[Records of position annotations]
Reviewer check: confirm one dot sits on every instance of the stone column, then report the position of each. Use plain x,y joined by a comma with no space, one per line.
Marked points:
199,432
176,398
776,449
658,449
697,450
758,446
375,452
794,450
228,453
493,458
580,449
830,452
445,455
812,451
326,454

**DO THIS**:
Count the lines above that contain the word "Reviewer" and give only the resulting number.

**RESULT FOR THIS TASK**:
1